++++ Extrait source
A la fin des années 60, les jeunes issus des quatre îles de l’Archipel des Comores devaient se retrouver inévitablement pour leur second cycle au Lycée Saïd Mohamed Cheik de Moroni, alors seul établissement de l’archipel. A ce point de rencontre se ravivaient des liens censément tissés au hasard de mots séculairement ourdis ensemble, au hasard du souvenir en laisse et des acquis en partage. Une conscience se faisait alors jour…
Janvier 1968, un aéronef s’écrasait aux abords du lycée. Fondamentalement mus d’un même élan, les jeunes lycéens se jetaient au secours des sinistrés. Mais c’était sans compter le dédain de l’autorité coloniale en place, qui qualifia ces jeunes, sans autre forme de procès, de pilleurs et de vandales. Le sursaut des élèves fut unanime : plus d’égard et plus de courtoisie à l’endroit des Comoriens ! Très vite, le mouvement gagna en revendications. Le colon fut hélé aux cris de « Mkolo nalawe ! Mkolo nalawe » ! (1) L’Archipel se secouait ainsi de sa longue léthargie. Emportement d’une jeunesse résolument casse-cou, sortir de la profonde nuit féodo-bourgeoise devint subitement chose envisageable. Près de cent trente années de domination française chancelèrent.
++++++++
++++ Données
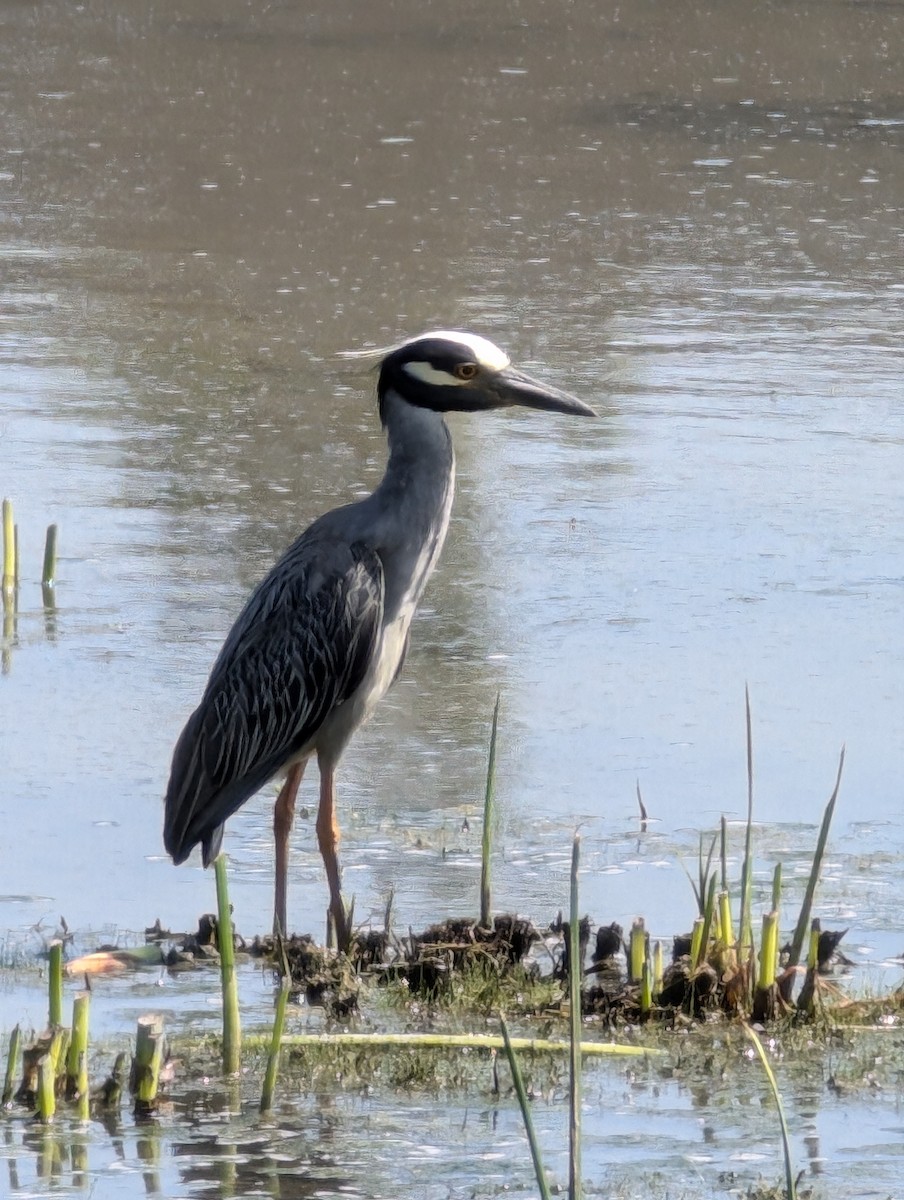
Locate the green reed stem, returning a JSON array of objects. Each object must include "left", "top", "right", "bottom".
++++++++
Objectif
Relevez, s'il vous plaît, tous les lieux et établissements désignés par un nom propre dans le texte sur la révolte lycéenne de 1968.

Réponse complète
- Archipel des Comores
- Lycée Saïd Mohamed Cheik
- Moroni